* EXTRACTED INFORMATION *
*****
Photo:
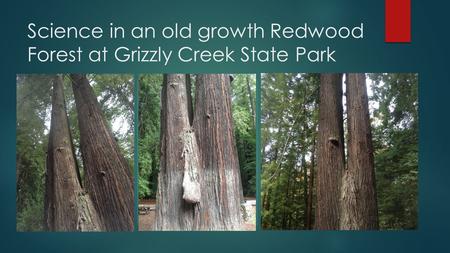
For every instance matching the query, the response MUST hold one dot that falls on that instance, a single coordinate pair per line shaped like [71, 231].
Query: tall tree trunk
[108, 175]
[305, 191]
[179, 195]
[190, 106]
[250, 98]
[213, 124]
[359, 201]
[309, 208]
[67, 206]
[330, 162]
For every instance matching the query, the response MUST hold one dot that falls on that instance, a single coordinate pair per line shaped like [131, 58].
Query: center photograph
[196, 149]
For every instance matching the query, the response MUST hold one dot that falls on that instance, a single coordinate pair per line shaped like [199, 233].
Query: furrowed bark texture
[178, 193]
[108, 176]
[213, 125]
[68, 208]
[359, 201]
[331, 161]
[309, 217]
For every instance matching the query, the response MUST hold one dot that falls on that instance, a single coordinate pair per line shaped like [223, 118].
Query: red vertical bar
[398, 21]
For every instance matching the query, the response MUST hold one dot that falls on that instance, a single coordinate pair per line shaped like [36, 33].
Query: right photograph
*****
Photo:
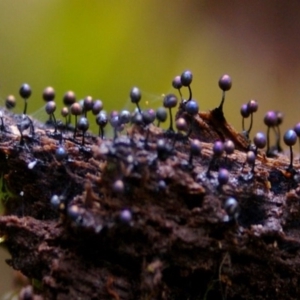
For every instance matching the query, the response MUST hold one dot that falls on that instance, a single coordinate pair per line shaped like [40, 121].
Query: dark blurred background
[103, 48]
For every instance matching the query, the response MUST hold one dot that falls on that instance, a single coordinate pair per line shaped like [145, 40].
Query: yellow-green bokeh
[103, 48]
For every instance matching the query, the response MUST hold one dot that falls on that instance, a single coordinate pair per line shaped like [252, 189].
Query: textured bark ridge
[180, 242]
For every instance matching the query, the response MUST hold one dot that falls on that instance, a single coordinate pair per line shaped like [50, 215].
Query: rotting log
*****
* EXERCISE OBJECTIVE *
Each line in the entries above, starting at the line with "Query: center photograph" and ending at the line with "Query: right photograph", is to be printed exactly, and only those lines.

* SOLUTION BELOW *
Query: center photograph
[196, 149]
For every instance matching the query, the response MUST hold one dot that falls on that instance, a single coordinate pair per line shaped like [199, 233].
Query: furrowed bark texture
[178, 193]
[108, 176]
[213, 125]
[68, 208]
[359, 201]
[331, 161]
[309, 217]
For every instance matching the query, the response MUST hold one dot that falls on that instance, a single coordinate pair per line shaped like [223, 118].
Query: red vertical bar
[398, 21]
For every instance matching the query, the response MUST hold one dot that falls on that instance, a single coordinate pair per line shaped like [36, 33].
Query: right photograph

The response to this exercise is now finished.